▶ _Aim of the task_
Go through the data underneath and copy every line exactly.

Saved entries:
========================================
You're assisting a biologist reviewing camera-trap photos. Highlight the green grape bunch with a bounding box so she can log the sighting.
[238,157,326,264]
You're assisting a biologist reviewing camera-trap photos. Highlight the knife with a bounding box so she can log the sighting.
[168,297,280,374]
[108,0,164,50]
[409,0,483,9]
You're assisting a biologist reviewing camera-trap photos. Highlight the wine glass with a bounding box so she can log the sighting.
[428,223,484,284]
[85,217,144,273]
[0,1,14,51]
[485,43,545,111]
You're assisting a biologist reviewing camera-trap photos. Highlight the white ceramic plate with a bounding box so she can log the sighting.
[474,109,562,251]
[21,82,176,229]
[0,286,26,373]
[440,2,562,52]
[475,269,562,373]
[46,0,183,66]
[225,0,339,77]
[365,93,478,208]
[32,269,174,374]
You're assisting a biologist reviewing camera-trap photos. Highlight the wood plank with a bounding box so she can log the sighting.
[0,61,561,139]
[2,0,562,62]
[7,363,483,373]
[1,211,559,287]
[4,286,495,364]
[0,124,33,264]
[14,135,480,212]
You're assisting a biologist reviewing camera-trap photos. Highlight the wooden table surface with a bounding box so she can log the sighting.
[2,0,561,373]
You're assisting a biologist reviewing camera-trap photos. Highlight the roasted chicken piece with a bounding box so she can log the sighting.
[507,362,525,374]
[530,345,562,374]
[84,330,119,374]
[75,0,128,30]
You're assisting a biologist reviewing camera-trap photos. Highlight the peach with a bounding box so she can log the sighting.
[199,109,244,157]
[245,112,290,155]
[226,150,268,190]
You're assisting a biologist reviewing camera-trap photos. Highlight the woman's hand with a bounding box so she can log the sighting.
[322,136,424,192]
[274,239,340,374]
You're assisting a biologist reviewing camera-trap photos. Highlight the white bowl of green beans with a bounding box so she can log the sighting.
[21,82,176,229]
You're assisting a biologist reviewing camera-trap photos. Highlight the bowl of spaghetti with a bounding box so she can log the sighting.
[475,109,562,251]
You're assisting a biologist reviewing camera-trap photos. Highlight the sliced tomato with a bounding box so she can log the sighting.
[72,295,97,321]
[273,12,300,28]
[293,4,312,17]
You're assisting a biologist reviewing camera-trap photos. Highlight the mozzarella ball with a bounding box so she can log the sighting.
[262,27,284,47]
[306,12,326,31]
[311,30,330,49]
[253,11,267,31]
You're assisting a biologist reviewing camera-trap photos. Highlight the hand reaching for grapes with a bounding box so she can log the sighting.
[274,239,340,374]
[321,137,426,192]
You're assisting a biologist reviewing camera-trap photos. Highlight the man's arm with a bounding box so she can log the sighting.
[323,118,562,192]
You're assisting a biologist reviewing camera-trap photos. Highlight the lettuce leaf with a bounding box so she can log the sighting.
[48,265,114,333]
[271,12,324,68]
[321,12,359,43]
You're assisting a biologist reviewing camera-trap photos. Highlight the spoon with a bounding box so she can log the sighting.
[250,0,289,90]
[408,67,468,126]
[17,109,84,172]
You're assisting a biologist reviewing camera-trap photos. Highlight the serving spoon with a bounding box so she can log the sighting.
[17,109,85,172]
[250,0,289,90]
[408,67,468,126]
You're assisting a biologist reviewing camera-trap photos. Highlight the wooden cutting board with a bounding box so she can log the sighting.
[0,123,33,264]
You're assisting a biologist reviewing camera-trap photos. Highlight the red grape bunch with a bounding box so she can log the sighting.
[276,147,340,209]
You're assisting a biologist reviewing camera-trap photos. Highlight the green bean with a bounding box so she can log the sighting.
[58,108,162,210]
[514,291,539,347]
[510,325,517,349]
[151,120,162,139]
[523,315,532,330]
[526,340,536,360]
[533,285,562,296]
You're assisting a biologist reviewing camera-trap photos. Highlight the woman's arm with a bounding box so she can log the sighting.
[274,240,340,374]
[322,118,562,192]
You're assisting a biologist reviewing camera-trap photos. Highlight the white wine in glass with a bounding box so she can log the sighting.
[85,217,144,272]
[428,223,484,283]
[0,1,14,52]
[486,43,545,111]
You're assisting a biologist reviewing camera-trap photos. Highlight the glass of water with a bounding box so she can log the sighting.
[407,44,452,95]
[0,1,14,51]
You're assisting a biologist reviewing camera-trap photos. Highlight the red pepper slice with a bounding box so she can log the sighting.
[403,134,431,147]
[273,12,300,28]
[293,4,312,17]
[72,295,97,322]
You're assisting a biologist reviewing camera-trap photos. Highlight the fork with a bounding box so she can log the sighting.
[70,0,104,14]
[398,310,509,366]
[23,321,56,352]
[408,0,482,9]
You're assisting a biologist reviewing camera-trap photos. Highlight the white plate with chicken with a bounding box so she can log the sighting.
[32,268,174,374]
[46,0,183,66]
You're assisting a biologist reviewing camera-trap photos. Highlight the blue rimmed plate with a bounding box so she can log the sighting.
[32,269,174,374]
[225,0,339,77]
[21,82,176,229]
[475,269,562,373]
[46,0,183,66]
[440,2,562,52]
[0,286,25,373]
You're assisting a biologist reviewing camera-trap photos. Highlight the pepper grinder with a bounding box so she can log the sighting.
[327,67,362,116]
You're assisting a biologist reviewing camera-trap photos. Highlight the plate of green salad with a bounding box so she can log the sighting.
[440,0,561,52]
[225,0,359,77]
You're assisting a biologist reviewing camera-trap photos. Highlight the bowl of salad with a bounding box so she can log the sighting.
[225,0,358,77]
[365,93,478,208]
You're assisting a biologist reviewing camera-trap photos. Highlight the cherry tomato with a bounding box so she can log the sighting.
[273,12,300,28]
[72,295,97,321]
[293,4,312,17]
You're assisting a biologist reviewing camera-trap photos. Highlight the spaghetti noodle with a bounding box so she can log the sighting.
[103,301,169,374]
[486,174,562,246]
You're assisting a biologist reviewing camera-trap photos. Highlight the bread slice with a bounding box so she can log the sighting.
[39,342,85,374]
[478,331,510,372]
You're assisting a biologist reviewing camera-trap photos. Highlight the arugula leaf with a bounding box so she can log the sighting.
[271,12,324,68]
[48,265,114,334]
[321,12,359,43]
========================================
▶ _Solved problem_
You're assisting a biologist reviewing camera-trap photos. Highlight the green grape bunch with a bounding box so she can log the sighting.
[238,157,326,264]
You're assisting a biologist reviewing camera-trap photos. Highlight the knife with a bounding box so she can log the sighting.
[168,297,280,374]
[108,0,164,50]
[409,0,483,9]
You're assisting a biologist reviewing camera-trap photos. Highlight the wine glass with a bounding box so she can log the sighting.
[428,223,484,284]
[85,217,144,273]
[0,1,14,51]
[485,43,545,111]
You're assisting a biologist reviewing camera-trap photos. Highlight the white ceramic plate with a bounding box so she can log the sighting.
[474,109,562,251]
[21,82,176,229]
[0,286,26,373]
[440,2,562,52]
[475,269,562,373]
[46,0,183,66]
[225,0,339,77]
[365,93,478,208]
[32,269,174,374]
You're assisting a biologist reviewing camera-trap photos. Highlight the wood plank with a bounding box so she can log the sighting.
[0,61,561,139]
[2,0,562,62]
[7,363,483,373]
[1,211,559,287]
[4,286,495,364]
[0,124,33,264]
[14,135,480,212]
You're assisting a biologist reviewing camera-trap photos. Highlight the wooden table surface with a bounding box so she can log the sighting.
[2,0,561,373]
You're assisting a biologist reviewing camera-trap photos. Highlight the roasted chicken piece with a bounding box so she can log the sighting.
[507,362,525,374]
[530,345,562,374]
[84,330,119,374]
[75,0,128,30]
You're assisting a biologist reviewing camera-trap photos. Highlight the peach with a bounding box so she can log the sighting.
[199,109,244,157]
[245,112,290,155]
[226,150,268,190]
You're assisting a biologist reviewing camera-trap photos. Highlight the woman's hand with a bounding box so she can log the sighting.
[322,136,424,192]
[274,239,340,374]
You're assisting a biologist reviewing camera-trap photos. Highlight the white bowl of green beans with a bounding box so she can log the sighting.
[21,82,176,229]
You're assisting a biologist reviewing camera-trap photos. Highlight the bowl of spaghetti with a bounding box so she can log the sighting.
[475,109,562,251]
You're assisting a biologist reviewing camera-trap photos. Highlight the sliced tomato with a bounding box so she can log the sighting.
[72,295,97,321]
[273,12,300,28]
[293,4,312,17]
You're assisting a biologist reviewing camera-trap photos. Highlight the mozzarella ball with a bounding box so she can log the sighting.
[262,27,284,47]
[306,12,326,31]
[311,30,330,49]
[253,11,267,31]
You're assisting a biologist reviewing camera-trap photos. Highlight the hand reaching for grapes with a bounding box so she can log the sighting.
[274,239,340,374]
[321,137,426,192]
You're assisting a biologist reviewing camera-trap photos. Highlight the man's arm with a bounding box so she can log the sighting.
[323,118,562,192]
You're assisting a biologist reviewing camera-trap photos. Highlight the lettuce leaf with a bounding box so she can log the sighting.
[48,265,114,333]
[271,12,324,68]
[321,12,359,43]
You're assisting a biologist reviewing camera-trap photos. Highlight the spoon with a bounding box so she can log the sighting.
[250,0,289,90]
[408,67,468,126]
[17,109,84,172]
You're assisting a biologist reviewing camera-trap photos. Highlight the serving spoon with a bounding box so she can log the sighting.
[17,109,85,172]
[250,0,289,90]
[408,67,468,126]
You're assisting a biologist reviewing camera-trap photos. Highlight the wooden cutting board with a bounding box so she can log the sighting.
[0,123,33,264]
You're assisting a biologist reviewing camera-trap photos. Highlight the red grape bunch with a bounding box so she can log the sighting.
[276,147,340,209]
You're assisting a biologist reviewing camera-trap photos. Highlight the green bean with a bounding box so she can log the sighting.
[58,108,162,210]
[514,291,539,347]
[510,325,517,349]
[151,120,162,139]
[523,315,532,330]
[526,340,536,360]
[533,285,562,296]
You're assisting a biologist reviewing camera-trap photos. Highlight the woman's arm with a bounding box so she can log the sighting.
[274,240,340,374]
[322,118,562,192]
You're assisting a biologist reviewing camera-trap photos. Highlight the white wine in glass with a bounding box so she can log the sighting.
[85,217,144,272]
[428,223,484,283]
[0,1,14,52]
[486,43,545,111]
You're assisting a biologist reviewing camera-trap photos. Highlight the glass of water with a bounding box so she can log the sighting.
[407,44,452,95]
[0,1,14,51]
You're assisting a biologist reviewing camera-trap photos. Highlight the red pepper slice with a bounding box so she can log the sighting.
[403,134,431,147]
[273,12,300,28]
[293,4,312,17]
[72,295,97,322]
You're assisting a biologist reviewing camera-trap photos. Highlight the fork with a bounding box so she can log the sighting.
[70,0,104,14]
[398,310,509,366]
[23,321,56,352]
[408,0,482,9]
You're assisting a biologist reviewing camera-trap photos. Highlight the white plate with chicken with a bounding box so she can log the sighting.
[32,268,174,374]
[46,0,183,66]
You're assisting a biologist reviewing camera-trap photos. Highlight the blue rimmed plate with a bounding box so she can log the sighting.
[32,269,174,374]
[225,0,339,77]
[21,82,176,229]
[475,269,562,373]
[46,0,183,66]
[440,2,562,52]
[0,286,25,373]
You're assisting a biologist reviewing camera-trap photos. Highlight the pepper grinder with a bounding box so she can log the sighting.
[327,67,362,116]
You're assisting a biologist reviewing camera-trap photos. Highlight the plate of green salad with a bounding box so she can log the sighting.
[440,0,561,52]
[225,0,359,77]
You're assisting a biologist reviewing camera-trap photos. Highlight the bowl of salad with a bounding box so she can log the sighting.
[225,0,358,77]
[365,93,478,208]
You're assisting a biologist reviewing camera-trap photos. Highlight the cherry tomato with a bounding box so she can log the sighting.
[273,12,300,28]
[72,295,97,321]
[293,4,312,17]
You're assisting a biologist reviewing camera-trap photos. Highlight the spaghetti noodle with a bounding box so she can log the sighting.
[103,301,169,374]
[486,174,562,246]
You're assisting a biologist reviewing camera-trap photos. Highlight the bread slice with a bounding box so she can log the sighting.
[39,342,85,374]
[478,331,510,372]
You're assisting a biologist reviewing camera-trap photos. Highlight the arugula leaf with a bounding box so she can log the sighting.
[271,12,324,68]
[48,265,114,334]
[321,12,359,43]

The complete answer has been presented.